**Directive**
Collect each line of the rows below that contains the string "stone" and copy those lines in full. Matching is case-sensitive.
## BEGIN
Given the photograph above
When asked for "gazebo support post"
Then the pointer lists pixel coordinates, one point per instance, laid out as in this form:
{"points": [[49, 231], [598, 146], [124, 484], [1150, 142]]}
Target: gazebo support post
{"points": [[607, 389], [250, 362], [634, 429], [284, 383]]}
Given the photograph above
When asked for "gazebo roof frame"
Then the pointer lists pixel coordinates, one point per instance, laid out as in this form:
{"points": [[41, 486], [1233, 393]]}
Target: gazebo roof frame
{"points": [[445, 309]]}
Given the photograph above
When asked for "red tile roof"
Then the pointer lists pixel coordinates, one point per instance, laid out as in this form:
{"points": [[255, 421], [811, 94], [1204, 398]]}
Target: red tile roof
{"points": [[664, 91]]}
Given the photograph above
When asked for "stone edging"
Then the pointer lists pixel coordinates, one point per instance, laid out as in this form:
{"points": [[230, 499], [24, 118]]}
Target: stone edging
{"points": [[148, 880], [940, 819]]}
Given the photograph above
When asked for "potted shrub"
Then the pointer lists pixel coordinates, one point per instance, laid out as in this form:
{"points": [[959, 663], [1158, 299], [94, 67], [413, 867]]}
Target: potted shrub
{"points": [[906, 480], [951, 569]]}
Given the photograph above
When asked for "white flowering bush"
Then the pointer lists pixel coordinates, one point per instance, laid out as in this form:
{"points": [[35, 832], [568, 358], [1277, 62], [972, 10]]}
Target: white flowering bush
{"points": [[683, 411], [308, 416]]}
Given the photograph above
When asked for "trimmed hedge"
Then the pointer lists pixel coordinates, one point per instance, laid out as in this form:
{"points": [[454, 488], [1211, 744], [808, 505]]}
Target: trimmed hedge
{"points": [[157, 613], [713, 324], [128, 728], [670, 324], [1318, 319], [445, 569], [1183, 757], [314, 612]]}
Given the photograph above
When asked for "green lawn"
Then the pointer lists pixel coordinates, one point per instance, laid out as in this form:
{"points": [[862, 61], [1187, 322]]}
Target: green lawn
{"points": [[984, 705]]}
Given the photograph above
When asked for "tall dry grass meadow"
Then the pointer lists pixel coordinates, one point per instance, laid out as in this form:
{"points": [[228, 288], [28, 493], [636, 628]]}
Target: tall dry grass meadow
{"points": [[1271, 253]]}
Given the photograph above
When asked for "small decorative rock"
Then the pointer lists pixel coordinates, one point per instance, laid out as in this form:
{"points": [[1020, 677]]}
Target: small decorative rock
## END
**Solution for this task**
When asked for "stone edging"
Target: stone edging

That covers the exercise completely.